TEXT PASSAGE below:

Down regulation of hepatic glucocorticoid receptors after endotoxin treatment

Abstract

The mechanism by which endotoxin administration results in hypoglycemia was evaluated by characterizing [3H]dexamethasone binding and phosphoenolpyruvate carboxykinase activity in hepatic cytosol preparations from treated and control mice. Starved mice were given Escherichia coli O111:B4 endotoxin or saline intraperitoneally on day 3 after bilateral adrenalectomy. [3H]dexamethasone binding was measured by the charcoal method after the incubation of cytosol preparations with [3H]dexamethasone in the presence or absence of unlabeled dexamethasone. Changes in [3H]dexamethasone binding were found to be time and dose dependent in treated mice. When mice given different doses of endotoxin reached the same stage of morbidity, as indicated by the average time of death, significantly lower glucocorticoid binding was measured. Scatchard analysis of binding isotherms defined a single class of binding sites. Association and dissociation rate constants and the equilibrium dissociation constant (Kd) were not altered, but the maximum number of binding sites was depressed by endotoxin. The rank order of potency of competitors for [3H]dexamethasone binding, dexamethasone greater than hydrocortisone = corticosterone greater than deoxycorticosterone greater than progesterone greater than testosterone = estradiol, was consistent with a glucocorticoid receptor, although the competition was not altered by endotoxin. Endotoxin treatment prevented the glucocorticoid-induced increase in hepatic phosphoenolpyruvate carboxykinase activity. We conclude that the hypoglycemia of endotoxin poisoning is effected, in part, by the inhibition of the glucocorticoid-mediated induction of phosphoenolpyruvate carboxykinase via the down regulation of hepatic glucocorticoid receptors.

End of TEXT PASSAGE.
DATA EXTRACT below:

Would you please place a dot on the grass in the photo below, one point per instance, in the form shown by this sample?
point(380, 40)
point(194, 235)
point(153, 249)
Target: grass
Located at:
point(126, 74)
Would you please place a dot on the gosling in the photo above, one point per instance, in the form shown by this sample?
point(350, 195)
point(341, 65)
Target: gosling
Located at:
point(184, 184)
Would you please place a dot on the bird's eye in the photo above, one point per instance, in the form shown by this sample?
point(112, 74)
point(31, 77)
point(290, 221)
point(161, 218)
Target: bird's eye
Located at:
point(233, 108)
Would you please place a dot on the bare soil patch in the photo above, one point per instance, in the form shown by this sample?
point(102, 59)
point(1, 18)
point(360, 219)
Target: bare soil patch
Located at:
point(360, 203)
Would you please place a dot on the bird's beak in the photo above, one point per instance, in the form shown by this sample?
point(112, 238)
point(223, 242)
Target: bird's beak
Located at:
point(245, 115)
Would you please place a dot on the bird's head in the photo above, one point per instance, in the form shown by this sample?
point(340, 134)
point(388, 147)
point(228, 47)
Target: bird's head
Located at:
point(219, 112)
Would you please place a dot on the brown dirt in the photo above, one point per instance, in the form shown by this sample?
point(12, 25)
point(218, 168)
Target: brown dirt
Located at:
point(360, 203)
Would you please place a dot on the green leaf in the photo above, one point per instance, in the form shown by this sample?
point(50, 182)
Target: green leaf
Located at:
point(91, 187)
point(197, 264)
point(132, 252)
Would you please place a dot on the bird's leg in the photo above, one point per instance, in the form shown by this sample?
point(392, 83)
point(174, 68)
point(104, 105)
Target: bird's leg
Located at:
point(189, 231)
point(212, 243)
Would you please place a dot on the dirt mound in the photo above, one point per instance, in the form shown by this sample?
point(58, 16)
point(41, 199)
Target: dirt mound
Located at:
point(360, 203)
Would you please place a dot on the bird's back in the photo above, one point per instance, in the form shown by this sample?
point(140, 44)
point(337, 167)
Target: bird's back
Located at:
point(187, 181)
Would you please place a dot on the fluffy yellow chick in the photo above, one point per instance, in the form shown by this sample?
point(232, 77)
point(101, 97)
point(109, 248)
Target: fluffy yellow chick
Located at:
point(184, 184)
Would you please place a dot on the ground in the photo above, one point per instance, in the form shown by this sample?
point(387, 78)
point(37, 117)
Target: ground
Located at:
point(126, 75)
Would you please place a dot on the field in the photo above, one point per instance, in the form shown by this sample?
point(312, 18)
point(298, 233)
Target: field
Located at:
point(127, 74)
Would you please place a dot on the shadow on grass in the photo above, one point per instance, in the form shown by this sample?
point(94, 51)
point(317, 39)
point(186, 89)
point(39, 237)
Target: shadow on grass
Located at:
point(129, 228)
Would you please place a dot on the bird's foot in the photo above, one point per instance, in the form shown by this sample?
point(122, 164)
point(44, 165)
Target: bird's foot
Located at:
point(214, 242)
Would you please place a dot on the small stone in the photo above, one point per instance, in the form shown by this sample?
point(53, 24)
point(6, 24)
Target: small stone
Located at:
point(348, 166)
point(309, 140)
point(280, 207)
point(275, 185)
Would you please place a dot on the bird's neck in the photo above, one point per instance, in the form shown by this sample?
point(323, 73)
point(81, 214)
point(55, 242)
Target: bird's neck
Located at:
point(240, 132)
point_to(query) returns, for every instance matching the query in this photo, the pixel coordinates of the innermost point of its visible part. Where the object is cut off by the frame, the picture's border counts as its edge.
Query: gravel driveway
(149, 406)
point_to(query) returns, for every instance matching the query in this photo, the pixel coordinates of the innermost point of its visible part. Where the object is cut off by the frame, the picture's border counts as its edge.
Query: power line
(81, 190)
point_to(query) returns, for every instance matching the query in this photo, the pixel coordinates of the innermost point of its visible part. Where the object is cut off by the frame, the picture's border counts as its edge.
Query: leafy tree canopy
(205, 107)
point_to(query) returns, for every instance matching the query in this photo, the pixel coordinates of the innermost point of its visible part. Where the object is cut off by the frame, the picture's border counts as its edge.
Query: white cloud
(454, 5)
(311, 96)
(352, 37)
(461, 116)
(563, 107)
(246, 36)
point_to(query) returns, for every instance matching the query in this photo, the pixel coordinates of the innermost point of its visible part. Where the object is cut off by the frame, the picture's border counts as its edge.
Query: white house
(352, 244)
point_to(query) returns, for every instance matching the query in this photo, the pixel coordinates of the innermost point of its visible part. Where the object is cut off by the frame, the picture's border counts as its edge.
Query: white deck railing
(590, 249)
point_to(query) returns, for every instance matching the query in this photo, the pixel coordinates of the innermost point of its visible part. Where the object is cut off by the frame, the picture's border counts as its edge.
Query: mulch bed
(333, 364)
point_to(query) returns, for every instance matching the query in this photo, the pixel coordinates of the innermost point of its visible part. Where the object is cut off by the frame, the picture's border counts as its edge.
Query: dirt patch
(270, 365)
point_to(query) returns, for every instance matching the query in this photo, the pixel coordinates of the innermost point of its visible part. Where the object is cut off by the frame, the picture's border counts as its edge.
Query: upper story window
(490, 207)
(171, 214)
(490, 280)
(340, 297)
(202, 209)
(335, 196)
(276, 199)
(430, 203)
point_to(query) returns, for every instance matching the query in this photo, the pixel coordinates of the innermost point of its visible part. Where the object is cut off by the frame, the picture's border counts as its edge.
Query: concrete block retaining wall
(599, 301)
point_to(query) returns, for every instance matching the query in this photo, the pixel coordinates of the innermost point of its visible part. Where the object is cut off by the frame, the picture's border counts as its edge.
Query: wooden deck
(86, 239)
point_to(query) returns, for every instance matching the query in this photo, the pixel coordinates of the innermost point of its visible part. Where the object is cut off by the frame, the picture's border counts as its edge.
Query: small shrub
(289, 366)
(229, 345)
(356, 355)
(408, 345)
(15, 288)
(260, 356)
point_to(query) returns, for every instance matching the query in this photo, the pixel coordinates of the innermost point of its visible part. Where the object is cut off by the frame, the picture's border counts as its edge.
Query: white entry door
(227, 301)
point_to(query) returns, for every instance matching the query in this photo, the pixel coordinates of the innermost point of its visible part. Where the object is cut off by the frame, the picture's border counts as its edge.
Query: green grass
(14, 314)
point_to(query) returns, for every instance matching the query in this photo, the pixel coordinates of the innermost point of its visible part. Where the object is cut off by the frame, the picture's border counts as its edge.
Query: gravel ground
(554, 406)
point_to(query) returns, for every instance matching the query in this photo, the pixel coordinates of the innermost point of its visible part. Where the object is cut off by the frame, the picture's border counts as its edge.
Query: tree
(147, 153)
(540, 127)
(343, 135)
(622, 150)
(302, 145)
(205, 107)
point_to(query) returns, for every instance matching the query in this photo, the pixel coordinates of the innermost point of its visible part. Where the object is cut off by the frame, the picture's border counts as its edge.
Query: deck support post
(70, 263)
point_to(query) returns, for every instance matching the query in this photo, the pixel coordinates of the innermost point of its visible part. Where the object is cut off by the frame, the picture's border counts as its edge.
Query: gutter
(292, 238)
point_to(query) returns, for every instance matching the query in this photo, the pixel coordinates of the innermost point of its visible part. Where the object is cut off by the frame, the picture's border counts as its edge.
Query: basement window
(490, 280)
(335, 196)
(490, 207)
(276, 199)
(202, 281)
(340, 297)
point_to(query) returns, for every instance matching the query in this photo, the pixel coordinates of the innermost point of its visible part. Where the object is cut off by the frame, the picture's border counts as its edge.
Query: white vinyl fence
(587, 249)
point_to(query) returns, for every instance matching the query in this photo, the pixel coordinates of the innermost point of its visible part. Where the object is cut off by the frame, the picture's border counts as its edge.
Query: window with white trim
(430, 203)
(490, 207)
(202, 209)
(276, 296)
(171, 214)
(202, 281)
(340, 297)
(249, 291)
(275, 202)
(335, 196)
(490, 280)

End of DATA EXTRACT.

Answer from the abstract on endotoxin and hepatic glucocorticoid receptors:
1. On what day after bilateral adrenalectomy did the mice receive endotoxin or saline?
2. Which binding value did endotoxin depress?
3. What glucocorticoid-induced change did endotoxin treatment prevent?

RESULT BELOW:
1. Day 3.
2. The maximum number of binding sites.
3. The increase in hepatic phosphoenolpyruvate carboxykinase activity.